ACTIVITIES
1. Rewrite the paragraph of the passage on learning German that begins "I was visiting a fellow student" in a shorter form, keeping its main facts.
2. Quote the passage on learning German from "After I learned" up to and including "this physical contact.".

PAGE TEXT

-=-=-

After I learned the German language, I decided to go studying again. I noticed some cultural differences at that time and one situation imprinted itself on my memory:
I was visiting a fellow student – that was my first contact with other students outside of the university. When I got to her, she opened the door for me and spread her arms to hug me. But I didn't understand that, because in China you bow more and don't have this physical contact.
At first, I thought that she wanted to show me something and then looked along her arm at the ceiling *laughs*. She then said to me “I want to hug you!”. Even today, I still have to get used to this form of greeting.
(Editor's note: Outside of the pandemic, of course 😉)
5. What do you like about the German language and what do you dislike about it? Do you have a favorite German word?
I like it very much that there are so many words for similar things. I mean the language is very diverse. For example, the word “gehen”. You can also say “bummeln”, “schlendern” (Editor’s note: in English “strolling, strolling”...) In Chinese, you have this just combined with adjectives.
This is what makes the language so lively: “strolling” always reminds me of walking in Mönckebergstraße after work. And that's such a relaxed feeling when the sun is shining.
What I don't like is the pronunciation. It is very difficult for foreigners. The 'r' in particular is difficult, for example with the mountain area “Harz” and the “Hals” (neck).

-=-=-

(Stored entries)
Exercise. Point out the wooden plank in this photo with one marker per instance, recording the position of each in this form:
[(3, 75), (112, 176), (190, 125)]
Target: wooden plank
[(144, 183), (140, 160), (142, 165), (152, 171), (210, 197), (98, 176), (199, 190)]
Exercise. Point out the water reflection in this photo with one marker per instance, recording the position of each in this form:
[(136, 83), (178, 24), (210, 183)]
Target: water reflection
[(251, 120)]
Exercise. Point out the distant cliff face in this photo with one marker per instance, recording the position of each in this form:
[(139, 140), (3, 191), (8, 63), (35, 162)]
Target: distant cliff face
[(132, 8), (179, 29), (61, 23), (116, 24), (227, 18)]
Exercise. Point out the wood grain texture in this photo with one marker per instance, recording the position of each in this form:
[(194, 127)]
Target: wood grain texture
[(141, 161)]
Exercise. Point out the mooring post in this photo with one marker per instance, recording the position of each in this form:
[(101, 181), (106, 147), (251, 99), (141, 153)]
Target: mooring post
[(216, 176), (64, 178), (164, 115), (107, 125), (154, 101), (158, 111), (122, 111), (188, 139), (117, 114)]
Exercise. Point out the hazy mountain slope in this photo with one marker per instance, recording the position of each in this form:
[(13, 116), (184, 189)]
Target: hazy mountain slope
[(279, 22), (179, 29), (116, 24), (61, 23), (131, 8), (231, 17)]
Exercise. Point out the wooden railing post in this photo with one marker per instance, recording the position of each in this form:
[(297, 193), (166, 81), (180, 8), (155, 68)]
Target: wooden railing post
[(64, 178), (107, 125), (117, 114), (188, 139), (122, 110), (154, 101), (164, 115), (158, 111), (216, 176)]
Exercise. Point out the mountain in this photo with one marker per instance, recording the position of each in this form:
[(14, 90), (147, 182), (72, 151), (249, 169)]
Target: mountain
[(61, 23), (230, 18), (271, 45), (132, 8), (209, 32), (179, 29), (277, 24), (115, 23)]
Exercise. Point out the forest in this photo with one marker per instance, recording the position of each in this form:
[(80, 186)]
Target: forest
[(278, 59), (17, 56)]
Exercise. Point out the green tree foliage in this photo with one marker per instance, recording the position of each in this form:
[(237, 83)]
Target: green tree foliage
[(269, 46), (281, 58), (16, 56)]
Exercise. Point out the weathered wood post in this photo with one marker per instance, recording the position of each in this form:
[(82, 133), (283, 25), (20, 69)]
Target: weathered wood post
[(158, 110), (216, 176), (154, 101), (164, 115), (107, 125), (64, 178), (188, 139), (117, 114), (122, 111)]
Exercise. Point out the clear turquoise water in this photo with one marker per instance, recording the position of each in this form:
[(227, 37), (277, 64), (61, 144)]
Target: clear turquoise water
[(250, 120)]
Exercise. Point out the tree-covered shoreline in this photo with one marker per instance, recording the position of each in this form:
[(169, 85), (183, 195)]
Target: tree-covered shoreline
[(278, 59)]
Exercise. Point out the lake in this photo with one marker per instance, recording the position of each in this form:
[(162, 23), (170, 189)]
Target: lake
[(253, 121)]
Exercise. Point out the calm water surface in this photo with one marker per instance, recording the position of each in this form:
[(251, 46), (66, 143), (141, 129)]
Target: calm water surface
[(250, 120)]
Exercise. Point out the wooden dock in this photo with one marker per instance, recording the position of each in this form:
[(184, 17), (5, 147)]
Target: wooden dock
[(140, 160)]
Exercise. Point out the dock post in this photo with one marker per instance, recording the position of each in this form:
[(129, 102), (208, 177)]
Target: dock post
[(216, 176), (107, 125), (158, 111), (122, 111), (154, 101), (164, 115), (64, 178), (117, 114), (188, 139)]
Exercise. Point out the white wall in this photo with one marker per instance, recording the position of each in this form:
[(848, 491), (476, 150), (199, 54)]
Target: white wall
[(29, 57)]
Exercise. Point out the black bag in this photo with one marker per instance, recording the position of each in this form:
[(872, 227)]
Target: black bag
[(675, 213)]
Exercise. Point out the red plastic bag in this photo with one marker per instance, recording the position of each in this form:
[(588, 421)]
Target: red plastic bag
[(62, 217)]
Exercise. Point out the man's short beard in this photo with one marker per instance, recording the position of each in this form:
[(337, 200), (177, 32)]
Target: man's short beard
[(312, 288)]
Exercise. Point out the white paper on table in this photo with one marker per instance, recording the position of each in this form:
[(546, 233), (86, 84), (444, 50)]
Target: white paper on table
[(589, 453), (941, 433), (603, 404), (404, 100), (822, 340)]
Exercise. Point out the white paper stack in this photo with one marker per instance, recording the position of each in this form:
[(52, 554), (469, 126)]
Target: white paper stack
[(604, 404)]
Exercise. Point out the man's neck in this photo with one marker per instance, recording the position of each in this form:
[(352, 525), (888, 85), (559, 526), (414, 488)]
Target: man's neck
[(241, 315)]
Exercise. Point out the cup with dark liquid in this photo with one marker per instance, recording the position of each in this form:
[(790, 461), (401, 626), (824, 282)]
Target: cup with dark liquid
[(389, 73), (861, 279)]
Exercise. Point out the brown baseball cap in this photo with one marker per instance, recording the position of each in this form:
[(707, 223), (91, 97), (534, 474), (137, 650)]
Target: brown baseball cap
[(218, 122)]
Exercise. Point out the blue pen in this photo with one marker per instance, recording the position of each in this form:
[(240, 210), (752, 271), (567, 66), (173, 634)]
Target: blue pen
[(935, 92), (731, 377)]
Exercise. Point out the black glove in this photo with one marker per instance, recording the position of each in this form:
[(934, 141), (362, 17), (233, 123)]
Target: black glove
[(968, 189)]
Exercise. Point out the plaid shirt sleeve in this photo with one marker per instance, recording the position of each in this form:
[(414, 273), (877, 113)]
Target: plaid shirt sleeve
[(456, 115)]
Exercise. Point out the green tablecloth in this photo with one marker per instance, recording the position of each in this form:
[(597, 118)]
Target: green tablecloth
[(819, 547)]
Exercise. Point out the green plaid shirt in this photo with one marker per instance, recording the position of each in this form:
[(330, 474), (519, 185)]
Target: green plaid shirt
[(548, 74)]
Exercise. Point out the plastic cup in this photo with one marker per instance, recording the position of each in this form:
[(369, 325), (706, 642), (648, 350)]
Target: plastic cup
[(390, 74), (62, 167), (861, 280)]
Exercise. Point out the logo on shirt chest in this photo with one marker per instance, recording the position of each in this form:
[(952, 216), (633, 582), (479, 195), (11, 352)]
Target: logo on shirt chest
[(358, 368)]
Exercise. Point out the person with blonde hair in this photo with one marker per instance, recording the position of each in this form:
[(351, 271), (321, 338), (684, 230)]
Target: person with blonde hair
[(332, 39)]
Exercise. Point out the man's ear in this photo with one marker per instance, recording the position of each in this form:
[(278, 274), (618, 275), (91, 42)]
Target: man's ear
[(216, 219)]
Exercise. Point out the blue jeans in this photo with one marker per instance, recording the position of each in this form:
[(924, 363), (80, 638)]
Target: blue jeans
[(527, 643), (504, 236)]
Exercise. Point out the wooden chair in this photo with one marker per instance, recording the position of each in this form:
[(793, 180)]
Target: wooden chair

-=-=-

RESPONSES BY ITEM NUMBER
1. On my first visit to a fellow student outside the university, she opened the door and spread her arms to hug me. I didn't understand the gesture, because in China people bow more and avoid such physical contact.

2.
After I learned the German language, I decided to go studying again. I noticed some cultural differences at that time and one situation imprinted itself on my memory:
I was visiting a fellow student – that was my first contact with other students outside of the university. When I got to her, she opened the door for me and spread her arms to hug me. But I didn't understand that, because in China you bow more and don't have this physical contact.